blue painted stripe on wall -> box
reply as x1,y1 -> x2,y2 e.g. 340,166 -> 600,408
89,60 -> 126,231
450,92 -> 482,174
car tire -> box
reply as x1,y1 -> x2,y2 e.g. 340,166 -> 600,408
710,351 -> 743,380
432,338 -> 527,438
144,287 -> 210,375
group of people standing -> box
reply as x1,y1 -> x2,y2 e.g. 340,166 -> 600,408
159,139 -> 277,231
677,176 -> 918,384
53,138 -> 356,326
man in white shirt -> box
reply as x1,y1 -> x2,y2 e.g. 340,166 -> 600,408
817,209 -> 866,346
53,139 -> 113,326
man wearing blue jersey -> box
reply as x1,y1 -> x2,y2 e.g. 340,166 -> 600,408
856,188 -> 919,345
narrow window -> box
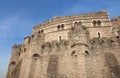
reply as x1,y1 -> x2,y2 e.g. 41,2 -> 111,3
58,36 -> 61,41
61,24 -> 64,29
92,20 -> 96,27
97,20 -> 101,26
98,32 -> 100,38
33,54 -> 40,60
57,25 -> 60,30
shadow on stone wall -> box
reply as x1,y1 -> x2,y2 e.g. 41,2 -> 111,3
105,53 -> 120,78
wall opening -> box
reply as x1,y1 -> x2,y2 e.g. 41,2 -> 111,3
58,36 -> 62,41
97,32 -> 101,38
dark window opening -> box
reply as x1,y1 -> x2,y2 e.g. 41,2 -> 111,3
24,48 -> 26,52
98,32 -> 101,38
33,54 -> 40,60
61,24 -> 64,29
97,20 -> 101,26
59,36 -> 61,41
57,25 -> 60,30
10,61 -> 16,65
92,20 -> 96,26
71,51 -> 77,57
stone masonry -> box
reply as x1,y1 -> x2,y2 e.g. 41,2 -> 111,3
6,11 -> 120,78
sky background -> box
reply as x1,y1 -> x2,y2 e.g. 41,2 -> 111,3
0,0 -> 120,78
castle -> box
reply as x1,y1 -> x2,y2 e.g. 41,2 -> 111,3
6,11 -> 120,78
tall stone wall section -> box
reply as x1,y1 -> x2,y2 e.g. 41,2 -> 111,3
7,11 -> 120,78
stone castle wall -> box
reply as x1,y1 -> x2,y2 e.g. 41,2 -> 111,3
7,11 -> 120,78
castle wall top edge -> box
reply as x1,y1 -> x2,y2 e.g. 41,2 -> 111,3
33,11 -> 108,30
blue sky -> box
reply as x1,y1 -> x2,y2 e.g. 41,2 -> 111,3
0,0 -> 120,78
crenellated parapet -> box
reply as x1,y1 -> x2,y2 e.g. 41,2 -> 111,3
89,37 -> 120,49
41,40 -> 70,52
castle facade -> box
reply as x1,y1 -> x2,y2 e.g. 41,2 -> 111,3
6,11 -> 120,78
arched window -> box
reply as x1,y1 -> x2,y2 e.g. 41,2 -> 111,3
98,32 -> 100,38
33,54 -> 40,60
71,50 -> 77,57
10,61 -> 16,66
79,21 -> 82,25
92,20 -> 97,26
85,50 -> 89,56
61,24 -> 65,29
97,20 -> 101,26
57,25 -> 60,30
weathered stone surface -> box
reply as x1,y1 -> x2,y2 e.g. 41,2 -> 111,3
6,11 -> 120,78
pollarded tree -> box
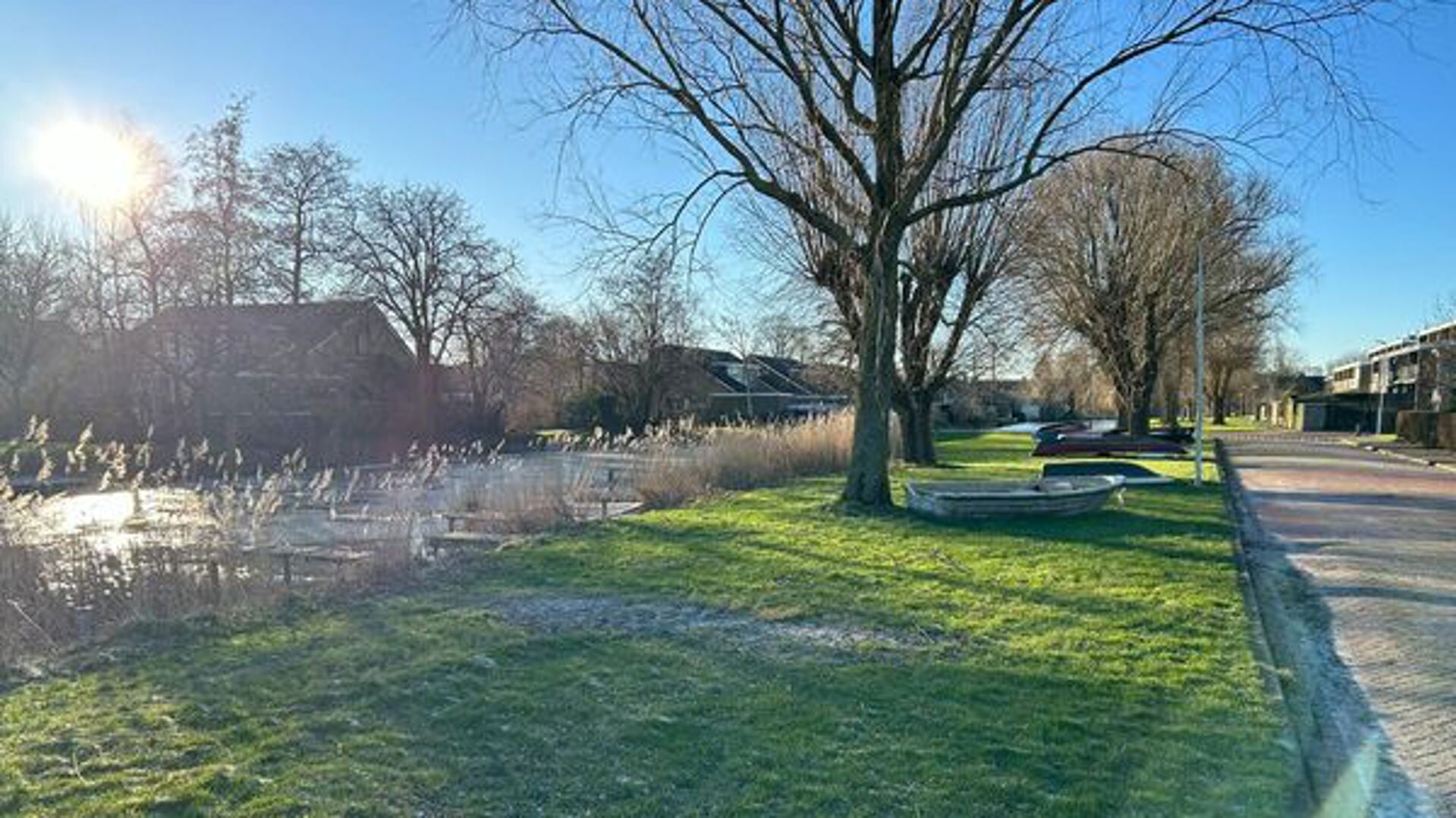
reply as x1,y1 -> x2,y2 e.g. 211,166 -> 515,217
1024,151 -> 1299,434
0,216 -> 68,428
258,140 -> 354,304
586,249 -> 697,429
184,99 -> 262,304
458,0 -> 1398,505
341,185 -> 517,367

┄┄┄┄┄┄┄┄┄┄

Written exercise
Please format all the records above as a numbered list, skipping any blank lines and leaving the pictures out.

Answer to this task
1. blue painted stripe on wall -> box
2. reply as x1,y1 -> x2,y2 e.g. 340,166 -> 600,408
3. 89,60 -> 126,231
4. 450,92 -> 482,174
5. car tire -> box
6. reply as x1,y1 -> x2,y2 e.g. 340,166 -> 600,408
7. 710,351 -> 743,380
8. 432,338 -> 527,438
9. 144,287 -> 210,375
10. group of people standing -> box
11. reply as x1,y1 -> x2,y2 e.g. 340,166 -> 600,408
12. 159,139 -> 277,231
13. 677,176 -> 918,384
14. 53,138 -> 356,326
15. man in white shirt -> box
16. reply as x1,y1 -> x2,y2 e.g. 340,166 -> 600,408
17. 817,209 -> 866,346
18. 53,139 -> 113,326
19. man wearing blue jersey -> box
20. reply as x1,y1 -> x2,y2 e.g. 340,166 -> 600,408
21. 856,188 -> 919,345
22. narrow window -> box
23. reply as x1,y1 -> x2,y2 e.g. 41,2 -> 111,3
24. 58,36 -> 61,41
25. 61,24 -> 64,29
26. 92,20 -> 96,27
27. 97,20 -> 101,26
28. 98,32 -> 100,38
29. 33,54 -> 40,60
30. 57,25 -> 60,30
31. shadow on stone wall -> box
32. reply as x1,y1 -> x2,y2 e.g. 41,2 -> 111,3
33. 105,53 -> 120,78
34. wall opening -> box
35. reply as x1,y1 -> x2,y2 e.g. 41,2 -> 111,3
36. 58,36 -> 62,41
37. 97,32 -> 101,38
38. dark window opening -> box
39. reply as x1,y1 -> x2,y2 e.g. 41,2 -> 111,3
40. 24,48 -> 26,52
41. 98,32 -> 101,38
42. 33,54 -> 40,60
43. 61,24 -> 64,29
44. 97,20 -> 101,26
45. 59,36 -> 61,41
46. 57,25 -> 60,30
47. 10,61 -> 16,65
48. 92,20 -> 96,26
49. 71,51 -> 77,57
50. stone masonry -> box
51. reply as x1,y1 -> x2,y2 e.g. 41,2 -> 111,3
52. 6,11 -> 120,78
53. sky background -> box
54. reply as x1,y1 -> x2,y2 e.g. 41,2 -> 111,3
55. 0,0 -> 120,78
56. castle -> box
57. reply as x1,y1 -> x2,y2 e.g. 41,2 -> 111,3
58. 6,11 -> 120,78
59. tall stone wall section -> box
60. reply as x1,y1 -> x2,y2 e.g. 41,2 -> 111,3
61. 7,11 -> 120,78
62. stone castle wall -> box
63. reply as x1,y1 -> x2,y2 e.g. 41,2 -> 111,3
64. 7,11 -> 120,78
65. castle wall top edge -> box
66. reply as x1,y1 -> x2,y2 e.g. 41,2 -> 111,3
67. 33,11 -> 108,30
68. blue sky -> box
69. reply as x1,y1 -> x2,y2 e.g. 41,2 -> 111,3
70. 0,0 -> 120,78
71. crenellated parapet -> box
72. reply as x1,y1 -> x2,y2 e.g. 41,2 -> 111,3
73. 89,37 -> 120,49
74. 41,40 -> 70,52
75. castle facade -> box
76. reply as x1,y1 -> x2,y2 e.g. 41,2 -> 111,3
77. 6,11 -> 120,78
78. arched window -> box
79. reply as x1,y1 -> x2,y2 e.g. 41,2 -> 111,3
80. 98,32 -> 100,38
81. 33,54 -> 40,60
82. 71,50 -> 77,57
83. 10,61 -> 16,66
84. 79,21 -> 82,25
85. 92,20 -> 97,26
86. 85,50 -> 89,56
87. 61,24 -> 65,29
88. 97,20 -> 101,26
89. 57,25 -> 60,30
90. weathered stone surface -> box
91. reply as x1,y1 -> x2,y2 e.g. 41,2 -> 111,3
92. 6,11 -> 120,78
93. pollarded tree -> box
94. reply as x1,y1 -> x2,y2 e.g. 211,166 -> 515,217
95. 1024,151 -> 1299,434
96. 0,216 -> 68,428
97. 258,140 -> 354,304
98. 586,249 -> 697,429
99. 184,99 -> 262,304
100. 458,0 -> 1398,505
101. 341,185 -> 517,367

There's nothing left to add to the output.